=== BRIEF ===
Copy out every one of the lines below, requests included, and offset each pixel coordinate in the answers by adding 96 to it.

=== PROVIDED MATERIAL ===
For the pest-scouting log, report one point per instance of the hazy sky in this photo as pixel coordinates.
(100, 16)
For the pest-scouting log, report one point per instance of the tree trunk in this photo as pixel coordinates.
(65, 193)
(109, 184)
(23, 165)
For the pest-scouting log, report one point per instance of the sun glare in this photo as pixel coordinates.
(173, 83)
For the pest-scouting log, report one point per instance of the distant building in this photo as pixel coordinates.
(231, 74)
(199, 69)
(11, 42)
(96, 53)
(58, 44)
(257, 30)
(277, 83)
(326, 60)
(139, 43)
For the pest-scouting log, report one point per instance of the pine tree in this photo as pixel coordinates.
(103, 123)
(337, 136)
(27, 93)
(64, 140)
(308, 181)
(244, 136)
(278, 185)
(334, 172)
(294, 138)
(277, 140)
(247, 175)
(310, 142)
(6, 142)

=== EXERCISE RESULT ===
For the pest-scouting log, report one point per instance of the hazy sky in this photo as pixel coordinates.
(196, 112)
For the pest-scouting log, report one point per instance of the tree trunk in this photo as pixel coordinates.
(161, 289)
(205, 280)
(119, 261)
For the pest-scouting log, report one point per instance of the sun glare in this photo as pixel coordinates.
(269, 179)
For the pest-scouting log, report one point per instance of the distant building in this photo as pixel coordinates.
(327, 170)
(295, 165)
(107, 138)
(192, 149)
(154, 140)
(353, 126)
(373, 179)
(422, 156)
(235, 139)
For the pest-scouting log, report one point per instance of the pine tree in this photo as pixel coordinates.
(199, 219)
(433, 232)
(123, 189)
(160, 236)
(404, 277)
(340, 232)
(374, 281)
(430, 268)
(390, 234)
(373, 236)
(343, 271)
(406, 238)
(102, 238)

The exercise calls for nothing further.